=== Work to be completed ===
Quote the entries that follow exactly, leaving none out.

(Pointing and labeling entries)
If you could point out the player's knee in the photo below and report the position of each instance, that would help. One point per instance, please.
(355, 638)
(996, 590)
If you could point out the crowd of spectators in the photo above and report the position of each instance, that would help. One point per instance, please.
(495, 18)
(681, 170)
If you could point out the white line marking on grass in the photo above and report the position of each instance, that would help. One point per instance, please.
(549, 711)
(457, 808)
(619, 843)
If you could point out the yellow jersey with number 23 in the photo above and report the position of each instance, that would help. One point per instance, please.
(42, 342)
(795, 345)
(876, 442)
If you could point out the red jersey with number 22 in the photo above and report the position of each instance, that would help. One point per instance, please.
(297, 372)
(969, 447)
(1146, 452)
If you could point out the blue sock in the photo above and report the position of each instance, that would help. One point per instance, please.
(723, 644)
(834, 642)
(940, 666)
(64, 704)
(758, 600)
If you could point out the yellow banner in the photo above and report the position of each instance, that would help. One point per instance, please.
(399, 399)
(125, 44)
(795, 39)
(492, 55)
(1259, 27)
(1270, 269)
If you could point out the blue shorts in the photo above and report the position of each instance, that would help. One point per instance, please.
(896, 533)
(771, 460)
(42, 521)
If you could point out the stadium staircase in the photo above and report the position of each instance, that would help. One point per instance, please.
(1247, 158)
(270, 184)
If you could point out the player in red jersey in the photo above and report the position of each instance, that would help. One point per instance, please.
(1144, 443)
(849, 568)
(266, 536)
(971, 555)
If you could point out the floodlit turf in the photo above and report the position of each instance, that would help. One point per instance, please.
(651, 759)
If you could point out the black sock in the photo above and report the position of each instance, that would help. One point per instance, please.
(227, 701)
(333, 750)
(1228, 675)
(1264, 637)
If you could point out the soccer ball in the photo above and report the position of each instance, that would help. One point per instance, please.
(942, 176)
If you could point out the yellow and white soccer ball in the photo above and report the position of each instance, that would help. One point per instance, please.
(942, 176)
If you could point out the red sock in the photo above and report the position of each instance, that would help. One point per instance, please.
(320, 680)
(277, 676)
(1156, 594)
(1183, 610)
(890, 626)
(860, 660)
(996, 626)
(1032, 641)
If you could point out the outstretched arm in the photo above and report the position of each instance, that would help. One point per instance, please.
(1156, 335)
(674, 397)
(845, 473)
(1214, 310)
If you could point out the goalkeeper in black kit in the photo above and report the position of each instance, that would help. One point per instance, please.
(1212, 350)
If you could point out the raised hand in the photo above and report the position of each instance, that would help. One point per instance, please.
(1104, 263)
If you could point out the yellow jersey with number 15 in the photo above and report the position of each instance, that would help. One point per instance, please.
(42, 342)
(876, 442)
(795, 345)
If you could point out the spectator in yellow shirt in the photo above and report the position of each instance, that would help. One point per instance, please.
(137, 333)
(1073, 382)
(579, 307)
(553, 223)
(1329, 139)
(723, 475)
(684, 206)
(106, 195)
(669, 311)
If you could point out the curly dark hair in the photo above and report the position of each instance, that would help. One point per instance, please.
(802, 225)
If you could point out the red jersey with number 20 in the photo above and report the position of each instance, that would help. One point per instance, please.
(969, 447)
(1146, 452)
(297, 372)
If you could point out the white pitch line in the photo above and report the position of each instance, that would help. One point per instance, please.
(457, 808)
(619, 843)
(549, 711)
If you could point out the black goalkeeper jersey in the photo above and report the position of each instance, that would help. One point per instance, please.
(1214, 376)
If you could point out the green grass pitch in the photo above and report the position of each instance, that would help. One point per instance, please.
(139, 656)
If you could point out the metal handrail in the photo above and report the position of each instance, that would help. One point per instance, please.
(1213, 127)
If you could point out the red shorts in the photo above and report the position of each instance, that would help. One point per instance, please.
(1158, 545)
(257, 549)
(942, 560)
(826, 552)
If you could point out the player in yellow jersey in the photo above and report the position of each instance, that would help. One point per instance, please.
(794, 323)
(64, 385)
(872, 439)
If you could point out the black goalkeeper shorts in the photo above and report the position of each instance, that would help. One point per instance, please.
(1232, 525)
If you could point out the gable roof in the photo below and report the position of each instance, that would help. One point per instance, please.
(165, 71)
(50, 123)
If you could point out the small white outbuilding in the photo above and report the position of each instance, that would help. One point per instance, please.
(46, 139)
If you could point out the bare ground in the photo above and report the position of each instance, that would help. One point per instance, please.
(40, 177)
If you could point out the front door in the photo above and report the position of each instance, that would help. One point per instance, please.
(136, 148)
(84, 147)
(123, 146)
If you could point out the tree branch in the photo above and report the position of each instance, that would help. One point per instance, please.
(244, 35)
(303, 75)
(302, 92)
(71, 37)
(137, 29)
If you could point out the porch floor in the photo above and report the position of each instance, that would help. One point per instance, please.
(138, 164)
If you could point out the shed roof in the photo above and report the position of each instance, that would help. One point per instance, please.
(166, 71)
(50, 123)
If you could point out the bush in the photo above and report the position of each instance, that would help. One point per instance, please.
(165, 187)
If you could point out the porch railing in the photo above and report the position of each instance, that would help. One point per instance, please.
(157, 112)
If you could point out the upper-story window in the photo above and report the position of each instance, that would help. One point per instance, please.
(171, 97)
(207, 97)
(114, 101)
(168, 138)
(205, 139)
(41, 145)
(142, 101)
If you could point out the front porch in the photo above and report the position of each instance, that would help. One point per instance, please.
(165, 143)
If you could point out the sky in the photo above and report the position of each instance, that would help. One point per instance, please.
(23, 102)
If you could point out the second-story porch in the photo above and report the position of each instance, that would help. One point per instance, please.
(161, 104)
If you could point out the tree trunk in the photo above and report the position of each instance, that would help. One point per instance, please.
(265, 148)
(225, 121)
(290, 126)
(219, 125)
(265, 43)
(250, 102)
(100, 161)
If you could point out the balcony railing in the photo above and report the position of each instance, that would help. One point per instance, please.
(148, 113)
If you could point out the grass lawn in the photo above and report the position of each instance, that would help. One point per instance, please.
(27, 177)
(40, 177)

=== Correct answer ===
If you could point out the player's knee in the photo below and report the position of each instance, that would help. One point per instance, please.
(355, 638)
(996, 590)
If you could point out the crowd of spectators in the photo above and report the position of each instance, that would help. One point per instance, please.
(495, 18)
(681, 170)
If you could point out the white line marking on grass in the photo above and report the position of each instance, that would help. One point per instance, please.
(549, 711)
(457, 808)
(619, 843)
If you could point out the yellow jersey with number 23 in the photo above and report the position of each instance, that would help. One point per instance, please.
(42, 342)
(795, 345)
(876, 442)
If you could point out the red jersey with number 22 in the photo above and report the position of each instance, that would help. One point per instance, please.
(297, 372)
(969, 447)
(1146, 452)
If you could point out the blue sock in the photo above and report the position of each instance, that would help. One point per instance, please.
(723, 644)
(834, 642)
(940, 666)
(64, 704)
(758, 600)
If you could point out the yellow banner in the photo above and report the position of each instance, that would help. One point per instance, please.
(399, 399)
(125, 44)
(795, 39)
(492, 55)
(1259, 27)
(1270, 269)
If you could point out the blue shorts in the photo above and report the position of each instance, that would help. One point per instance, please.
(896, 533)
(771, 460)
(42, 521)
If you could point out the stadium staircase in the photo above and report the position of each instance, that would help. One point per instance, please.
(1247, 158)
(270, 184)
If you could point out the player in red jersey in the photo above and report the position of each instance, that would help. One point per instance, please.
(1144, 443)
(849, 568)
(266, 536)
(971, 555)
If you could point out the floodlit turf in the photo above and report the position of each instance, that would help. One point per instance, please.
(651, 759)
If you could point out the black sock in the photo above and report the position of each instance, that would help. One point per instance, please.
(227, 701)
(333, 750)
(1228, 675)
(1264, 637)
If you could point out the soccer ball in the photo above and report the position of each instance, that would help. One point per instance, please.
(942, 176)
If you could point out the yellow and white soccer ball in the photo above and report the position of each instance, that would help. One point per instance, please.
(942, 176)
If you could point out the red sock in the photo above and report the position of each instance, that would help. One point per instance, please.
(320, 680)
(277, 676)
(1156, 594)
(1183, 610)
(890, 626)
(860, 660)
(996, 626)
(1032, 641)
If you could point out the outstretched arm in the photo above and report the position of each instance, that would help. One point per instance, please.
(1156, 335)
(674, 397)
(845, 473)
(1214, 310)
If you could point out the goalkeeper in black kit in the photo above and report the position of each instance, that would help. One point per instance, please.
(1212, 350)
If you could point out the raised hand in the photo above and report the position of each instance, that would help. One point per instance, please.
(1104, 263)
If you could point out the yellow jersey with number 15 in the photo above and report the position of each instance, that would help. One point per instance, please.
(42, 342)
(876, 442)
(795, 345)
If you could point out the spectator in yellow shirt in the photo above and report the position of each instance, that would help. One point per instance, please.
(137, 333)
(1073, 382)
(579, 307)
(553, 223)
(1329, 139)
(723, 475)
(684, 206)
(106, 195)
(669, 311)
If you could point out the curly dark hair in the photo above and report the position of each instance, that would help. One point per instance, please.
(802, 225)
If you could point out the red jersey with number 20 in the photo above and report the position of each instance, that would help. One point per instance, please.
(969, 447)
(1146, 452)
(297, 372)
If you could point out the white pitch line in the photo above and report the position of each instance, that would help. One point per instance, please.
(457, 808)
(619, 843)
(549, 711)
If you could point out the black goalkeeper jersey in the photo above and report the position of each instance, that would help. One point per instance, please.
(1214, 376)
If you could point out the green grass pitch in the photo above and report the position of each instance, that would help. One point per instance, please.
(139, 656)
If you could point out the metal handrail in the photo above and report the position of each instance, that would help. One point per instance, please.
(1213, 127)
If you could point out the red shorts in the photo above and report the position of each instance, that would help. One point per instance, please.
(1158, 545)
(257, 549)
(942, 560)
(826, 552)
If you could point out the player in yellow jersey in the photo above and report the position of each instance, that would help. One point per instance, please.
(794, 323)
(64, 385)
(872, 439)
If you could point out the black goalkeeper shorts in the photo above and report the position of each instance, that would help. One point per instance, please.
(1232, 525)
If you could point out the gable roof in the photo below and report the position of each instance, that would help. One point per instance, please.
(165, 71)
(50, 123)
If you could point out the small white outbuilding in the photo above and report the position of each instance, that would help. One point per instance, please.
(46, 139)
If you could point out the bare ground in the photo above and report the position of each instance, that would help. One point per instance, please.
(40, 177)
If you could point out the front door in the photo above and report the position of each instance, that would help. One point per instance, please.
(136, 148)
(84, 147)
(123, 146)
If you could point out the tree branch in the photo above and report the position of each instance, that would help. One point per instance, please.
(244, 35)
(303, 75)
(302, 92)
(71, 37)
(137, 29)
If you could point out the porch floor in the photo above and report the position of each instance, that would help. One point per instance, please.
(138, 164)
If you could point out the shed roof in the photo above and report the position of each instance, that would help. One point per instance, please.
(166, 71)
(50, 123)
If you could point out the bush in the photo above and report the position of each instance, that would help. One point per instance, please.
(165, 187)
If you could point out the porch railing in the photo above and report the position of each instance, that would help. One point per instance, please.
(157, 112)
If you could point out the upper-story window in the photo above and report the position of each instance, that would help. One point per instance, please.
(171, 97)
(207, 97)
(114, 101)
(168, 138)
(205, 139)
(41, 145)
(142, 101)
If you could point out the front porch in the photo above and report the position of each instance, that would help. One point per instance, please.
(165, 143)
If you could point out the sky in the photo above and report the position of each instance, that would help. One point per instance, please.
(23, 102)
If you could point out the second-story porch in the photo above and report the position of each instance, that would help. One point per instance, please.
(161, 104)
If you could point out the tree trunk in the photo above and report the position of each instance, that would help. One point per instance, please.
(265, 148)
(225, 121)
(290, 126)
(219, 125)
(265, 43)
(250, 102)
(100, 161)
If you could point out the balcony railing in the photo above and report the position of each instance, that would help. One point per instance, please.
(148, 113)
If you could point out the grass lawn in the photo above and report the position of each instance, that would help. One point per instance, please.
(27, 177)
(40, 177)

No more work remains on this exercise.